• **EXTRAIT FOURNI**
Irène sur le plancher des vaches - Frédéric Michaud
En dix courts chapitres qui sont autant de nouvelles, Frédéric Michaud évoque la vie du petit village d’Abbéfontaine, dans le Jura, et la disparition de ses paysans, par autant de petits sauts de cinq ans de chapitre en chapitre, des années 60 à 2005.
1960, Irène Gauthier est une enfant qui avec ses sœurs passe ses week-ends à aider son père à l’épierrage des champs. Que ces cailloux à enlever avant le passage du tracteur pèsent lourds ! Et comme elle préfèrerait vivre sa vie d’enfant à jouer et à rêver plutôt qu’à aider aux champs ! D’emblée, Irène m’a touchée, car des adultes aujourd’hui encore marqués par cette activité lorsqu’ils rentraient du pensionnat en fin de semaine, qui en voulaient à leurs parents sans oser le dire, j’en ai connus, qui en parlent encore, et j’ai retrouvé dans ce récit de Frédéric Michaud toute la réalité d’une époque et d’un milieu de vie. J’ai quitté Irène à regret, espérant la retrouver quelques chapitres plus loin, ou au moins à la fin (ce qui est le cas, je vous rassure). Et l’auteur nous offre ainsi des tranches de vie de ce petit village jurassien perdant au fil des lustres ses paysans, l’agriculture se mécanisant, se modernisant, s’intensifiant, vouant à la disparition les petites fermes familiales et la campagne à un dortoir pour citadins en mal de verdure.

• **EXERCICE ÉCRIT A**
Mettez à jour l'extrait fourni de « Irène sur le » à « années 60 à 2005. » en remplaçant « dix » par « douze ».

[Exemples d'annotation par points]
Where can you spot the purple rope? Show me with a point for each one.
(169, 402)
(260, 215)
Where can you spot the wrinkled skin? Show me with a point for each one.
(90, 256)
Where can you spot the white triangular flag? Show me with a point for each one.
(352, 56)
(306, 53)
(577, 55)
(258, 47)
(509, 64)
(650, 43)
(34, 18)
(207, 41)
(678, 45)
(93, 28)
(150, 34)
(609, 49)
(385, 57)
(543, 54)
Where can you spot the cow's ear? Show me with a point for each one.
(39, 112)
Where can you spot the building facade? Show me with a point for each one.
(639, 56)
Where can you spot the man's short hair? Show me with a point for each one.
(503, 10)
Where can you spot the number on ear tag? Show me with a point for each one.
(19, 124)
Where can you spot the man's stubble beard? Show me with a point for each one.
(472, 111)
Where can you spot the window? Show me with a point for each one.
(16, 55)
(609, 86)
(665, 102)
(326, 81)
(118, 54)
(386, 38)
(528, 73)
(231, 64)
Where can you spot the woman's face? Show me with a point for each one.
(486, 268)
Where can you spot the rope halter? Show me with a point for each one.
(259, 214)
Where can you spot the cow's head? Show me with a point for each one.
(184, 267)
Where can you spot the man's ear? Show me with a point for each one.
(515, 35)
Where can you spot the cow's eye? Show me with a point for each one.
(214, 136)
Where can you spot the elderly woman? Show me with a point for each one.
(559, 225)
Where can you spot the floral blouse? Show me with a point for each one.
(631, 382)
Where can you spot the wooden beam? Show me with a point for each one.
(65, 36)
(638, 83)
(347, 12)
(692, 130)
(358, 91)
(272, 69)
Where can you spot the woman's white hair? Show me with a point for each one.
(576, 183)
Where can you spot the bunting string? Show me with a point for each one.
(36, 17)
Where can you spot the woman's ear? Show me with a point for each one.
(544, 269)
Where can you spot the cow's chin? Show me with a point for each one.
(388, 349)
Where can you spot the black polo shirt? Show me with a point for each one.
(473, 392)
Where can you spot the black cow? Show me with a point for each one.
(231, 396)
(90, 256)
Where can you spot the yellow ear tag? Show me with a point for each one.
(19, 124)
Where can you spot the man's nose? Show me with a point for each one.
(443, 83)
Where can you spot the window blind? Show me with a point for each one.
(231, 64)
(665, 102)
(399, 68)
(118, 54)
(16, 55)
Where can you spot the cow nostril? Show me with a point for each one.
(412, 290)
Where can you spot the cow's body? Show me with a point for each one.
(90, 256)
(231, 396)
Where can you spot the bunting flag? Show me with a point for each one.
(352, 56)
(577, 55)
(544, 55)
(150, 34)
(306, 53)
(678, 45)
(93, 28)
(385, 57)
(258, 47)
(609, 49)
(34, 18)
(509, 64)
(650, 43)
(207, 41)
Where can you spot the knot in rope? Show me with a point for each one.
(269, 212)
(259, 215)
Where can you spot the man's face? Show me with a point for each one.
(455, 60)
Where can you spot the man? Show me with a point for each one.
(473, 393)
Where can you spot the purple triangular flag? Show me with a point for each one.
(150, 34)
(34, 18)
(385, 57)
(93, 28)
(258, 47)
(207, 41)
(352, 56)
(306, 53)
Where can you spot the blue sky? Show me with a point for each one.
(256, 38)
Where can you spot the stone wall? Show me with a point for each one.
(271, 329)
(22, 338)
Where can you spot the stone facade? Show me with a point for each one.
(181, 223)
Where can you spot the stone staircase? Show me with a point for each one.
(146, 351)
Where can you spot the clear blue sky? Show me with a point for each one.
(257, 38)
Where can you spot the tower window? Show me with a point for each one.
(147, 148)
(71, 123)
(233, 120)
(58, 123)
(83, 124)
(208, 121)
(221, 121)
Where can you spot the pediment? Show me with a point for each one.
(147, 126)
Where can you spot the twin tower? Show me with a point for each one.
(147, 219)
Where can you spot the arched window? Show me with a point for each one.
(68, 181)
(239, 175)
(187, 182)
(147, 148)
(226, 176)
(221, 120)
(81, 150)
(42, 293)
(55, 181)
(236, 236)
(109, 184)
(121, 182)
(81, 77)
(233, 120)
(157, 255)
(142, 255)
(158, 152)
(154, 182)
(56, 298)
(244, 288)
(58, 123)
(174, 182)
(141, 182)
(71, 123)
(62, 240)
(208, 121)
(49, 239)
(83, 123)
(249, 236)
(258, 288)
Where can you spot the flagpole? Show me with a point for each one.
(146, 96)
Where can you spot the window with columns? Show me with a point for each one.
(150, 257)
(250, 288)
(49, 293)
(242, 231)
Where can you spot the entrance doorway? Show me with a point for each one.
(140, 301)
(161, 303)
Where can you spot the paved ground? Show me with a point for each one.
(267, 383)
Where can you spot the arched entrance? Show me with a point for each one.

• **EXERCICE ÉCRIT B**
Relevez toutes les lignes des enregistrements qui contiennent la chaîne « blue ».

• **RÉPONSE COMPLÈTE A**
Irène sur le plancher des vaches - Frédéric Michaud
En douze courts chapitres qui sont autant de nouvelles, Frédéric Michaud évoque la vie du petit village d’Abbéfontaine, dans le Jura, et la disparition de ses paysans, par autant de petits sauts de cinq ans de chapitre en chapitre, des années 60 à 2005.

• **RÉPONSE COMPLÈTE B**
Where can you spot the blue sky? Show me with a point for each one.
Where can you spot the clear blue sky? Show me with a point for each one.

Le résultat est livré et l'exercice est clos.